→ Page excerpt
___

Heres my 2c on this topic. 
If you buy goods online, your goods will not be sent off until payment has cleared on the vendors end. This is fair. Some of us may have built a trust relationship with vendors and im sure they will accommodate where they see fit.
I dont think this is an unfair solution and to be honest i actually promote the idea that vendors should protect themselves by confirming proof of payment and clearing of funds before dispatching goods.

Reactions: Like 1 | Agree 8 | Winner 1


----------



## stevie g (20/11/15)

I want to hear clear communication from the mods they need one of them to take on the role of spokesperson so when people are asking questions they can answer or quash it.

Not having this symbolic figure opens them up to pincer attacks and they get flanked.

I would have liked to have seen this situation handled a bit better. Decisions have to be communicated to the members so mods aren't putting out brush fires instead the mod team could have come out and said "these are our reasons for the current course of action....., we will update you as the situation develops". 

To the mods: We want to know that we can trust you this is a new forum that has just started to pick up but it will need a strict hand on disciplining societal wraiths.

Something I'm not sure about is the decision not to ban this particular user the argument that he is easier to keep tabs on is neither here nor there all he needs to do is decide to go pro so to say and he will figure out how to evade multiple account detection or at least prolong the con until he is caught out. He will just setup a new identity and we are back to square one. 

I know this guy is young and his brain hasn't fully settled yet so he might grow out of this behaviour or he might not BUT I do not like rubbing shoulders with this user and don't think it fair he is allowed the freedom of movement he has on the forum.

Reactions: Agree 1 | Winner 2


----------



## Marzuq (20/11/15)

Sprint said:


> I want to hear clear communication from the mods they need one of them to take on the role of spokesperson so when people are asking questions they can answer or quash it.
> 
> Not having this symbolic figure opens them up to pincer attacks and they get flanked.
> 
> ...



@Sprint thank you for expressing your concerns and views. This specific case involves the vendors directly and as such they are/have dealt with it. The choice is up to them whether or not they want to provide feedback about the resolution. On the topic of stricter discipline. Im for that but it does create a concern. If we become stricter i believe in my opinion it needs to be overall and not just toward a single case. This however may not sit well with many. These are just my personal views but i will bring it up with the Admins and Mods.

___

→ Given entries
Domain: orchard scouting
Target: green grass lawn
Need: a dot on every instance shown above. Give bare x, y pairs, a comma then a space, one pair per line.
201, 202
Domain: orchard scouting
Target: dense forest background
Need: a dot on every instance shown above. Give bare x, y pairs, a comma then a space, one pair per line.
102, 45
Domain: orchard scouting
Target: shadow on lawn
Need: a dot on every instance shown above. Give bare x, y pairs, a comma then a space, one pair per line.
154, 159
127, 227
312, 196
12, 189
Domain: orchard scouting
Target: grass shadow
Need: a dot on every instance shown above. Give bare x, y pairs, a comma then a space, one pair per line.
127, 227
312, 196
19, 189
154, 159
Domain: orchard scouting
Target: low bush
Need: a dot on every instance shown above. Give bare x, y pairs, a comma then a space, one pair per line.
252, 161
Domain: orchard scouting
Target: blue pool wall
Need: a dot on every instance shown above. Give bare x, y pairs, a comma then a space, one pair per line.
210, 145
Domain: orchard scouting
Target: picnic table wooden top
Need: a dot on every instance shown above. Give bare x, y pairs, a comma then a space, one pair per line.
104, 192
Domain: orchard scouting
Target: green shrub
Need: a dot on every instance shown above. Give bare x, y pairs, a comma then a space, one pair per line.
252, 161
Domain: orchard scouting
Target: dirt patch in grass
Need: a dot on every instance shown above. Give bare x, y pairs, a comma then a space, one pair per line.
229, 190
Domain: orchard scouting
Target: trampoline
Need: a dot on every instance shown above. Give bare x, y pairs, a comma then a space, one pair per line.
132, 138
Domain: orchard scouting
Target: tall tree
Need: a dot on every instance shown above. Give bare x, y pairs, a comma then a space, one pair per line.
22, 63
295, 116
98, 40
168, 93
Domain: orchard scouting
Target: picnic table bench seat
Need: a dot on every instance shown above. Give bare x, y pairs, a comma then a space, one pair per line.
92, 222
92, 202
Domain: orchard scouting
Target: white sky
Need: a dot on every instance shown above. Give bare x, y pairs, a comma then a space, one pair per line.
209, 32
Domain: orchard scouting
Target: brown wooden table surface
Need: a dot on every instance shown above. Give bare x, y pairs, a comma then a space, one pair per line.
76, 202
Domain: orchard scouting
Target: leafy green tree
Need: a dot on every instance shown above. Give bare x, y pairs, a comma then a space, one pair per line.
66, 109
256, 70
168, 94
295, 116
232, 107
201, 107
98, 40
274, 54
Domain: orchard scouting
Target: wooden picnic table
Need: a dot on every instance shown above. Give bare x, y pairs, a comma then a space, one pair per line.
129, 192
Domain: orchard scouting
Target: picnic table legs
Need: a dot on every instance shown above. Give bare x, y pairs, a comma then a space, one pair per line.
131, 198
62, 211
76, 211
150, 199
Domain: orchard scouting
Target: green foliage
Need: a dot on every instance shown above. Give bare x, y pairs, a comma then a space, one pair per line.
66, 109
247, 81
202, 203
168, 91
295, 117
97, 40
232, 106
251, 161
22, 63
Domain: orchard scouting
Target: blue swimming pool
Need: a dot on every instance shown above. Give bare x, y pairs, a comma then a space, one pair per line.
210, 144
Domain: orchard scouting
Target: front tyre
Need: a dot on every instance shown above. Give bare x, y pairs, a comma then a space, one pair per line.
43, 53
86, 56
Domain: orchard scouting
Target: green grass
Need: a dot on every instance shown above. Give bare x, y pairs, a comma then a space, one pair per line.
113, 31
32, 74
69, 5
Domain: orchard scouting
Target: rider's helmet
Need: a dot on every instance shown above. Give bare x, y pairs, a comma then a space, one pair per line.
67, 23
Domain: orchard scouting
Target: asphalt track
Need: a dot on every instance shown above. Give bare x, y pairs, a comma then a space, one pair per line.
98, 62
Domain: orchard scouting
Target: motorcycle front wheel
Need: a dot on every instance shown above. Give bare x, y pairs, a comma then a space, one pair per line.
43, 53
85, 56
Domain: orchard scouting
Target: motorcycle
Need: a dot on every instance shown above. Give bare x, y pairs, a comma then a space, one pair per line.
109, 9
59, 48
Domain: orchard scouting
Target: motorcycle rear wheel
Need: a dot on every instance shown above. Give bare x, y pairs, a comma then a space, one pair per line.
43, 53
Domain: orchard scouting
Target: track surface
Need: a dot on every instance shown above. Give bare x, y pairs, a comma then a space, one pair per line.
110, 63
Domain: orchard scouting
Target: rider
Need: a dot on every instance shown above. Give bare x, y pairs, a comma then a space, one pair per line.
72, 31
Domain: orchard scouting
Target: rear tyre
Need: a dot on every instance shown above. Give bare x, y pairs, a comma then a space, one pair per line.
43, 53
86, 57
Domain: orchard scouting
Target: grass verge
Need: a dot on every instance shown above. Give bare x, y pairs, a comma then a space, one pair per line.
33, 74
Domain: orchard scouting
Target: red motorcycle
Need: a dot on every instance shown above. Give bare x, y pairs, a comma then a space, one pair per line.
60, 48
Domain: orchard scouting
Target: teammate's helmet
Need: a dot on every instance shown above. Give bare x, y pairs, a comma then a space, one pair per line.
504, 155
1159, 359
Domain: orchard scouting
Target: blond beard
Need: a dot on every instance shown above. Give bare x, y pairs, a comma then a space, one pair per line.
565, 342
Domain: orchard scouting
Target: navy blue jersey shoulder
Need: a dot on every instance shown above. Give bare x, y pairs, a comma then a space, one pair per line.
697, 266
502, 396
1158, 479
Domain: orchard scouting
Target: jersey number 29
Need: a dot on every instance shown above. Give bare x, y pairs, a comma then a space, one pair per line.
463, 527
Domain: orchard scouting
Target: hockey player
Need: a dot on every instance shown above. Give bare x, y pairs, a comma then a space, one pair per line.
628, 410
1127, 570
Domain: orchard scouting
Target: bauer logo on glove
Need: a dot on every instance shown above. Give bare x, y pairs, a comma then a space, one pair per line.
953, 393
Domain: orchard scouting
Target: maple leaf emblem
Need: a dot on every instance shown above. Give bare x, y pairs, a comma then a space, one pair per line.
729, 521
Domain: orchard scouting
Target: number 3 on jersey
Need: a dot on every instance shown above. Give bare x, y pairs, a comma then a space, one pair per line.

___

→ Instructions
(a) Answer these questions about the forum thread, one line each:
(i) According to the first post, when will goods bought online be sent off?
(ii) In the post that asks for clear communication from the mods, what role should one of the mods take on?
(iii) In the last post, with whom does the writer say he will bring up the topic of stricter discipline?
(b) Echo the stretch of the forum thread from "If you buy goods" through "stevie g (20/11/15)".
The records were taken from a different source.

→ Results for each task
(a)
(i) Not until payment has cleared on the vendor's end.
(ii) The role of spokesperson.
(iii) With the Admins and Mods.

(b)
If you buy goods online, your goods will not be sent off until payment has cleared on the vendors end. This is fair. Some of us may have built a trust relationship with vendors and im sure they will accommodate where they see fit.
I dont think this is an unfair solution and to be honest i actually promote the idea that vendors should protect themselves by confirming proof of payment and clearing of funds before dispatching goods.

Reactions: Like 1 | Agree 8 | Winner 1


----------



## stevie g (20/11/15)